## AIM OF THE TASK
In full and without deviation, write out the entries that follow.

## INFORMATION
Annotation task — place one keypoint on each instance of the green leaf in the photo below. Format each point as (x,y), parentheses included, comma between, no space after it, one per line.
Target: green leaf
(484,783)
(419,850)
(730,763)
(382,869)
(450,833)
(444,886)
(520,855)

## TASK RESPONSE
Annotation task — place one keypoint on each instance of the green leaf in the photo below. Format each point as (x,y), parentheses included, comma between, no space after it, one per line.
Target: green leaf
(484,783)
(419,850)
(730,763)
(382,869)
(450,833)
(444,886)
(520,855)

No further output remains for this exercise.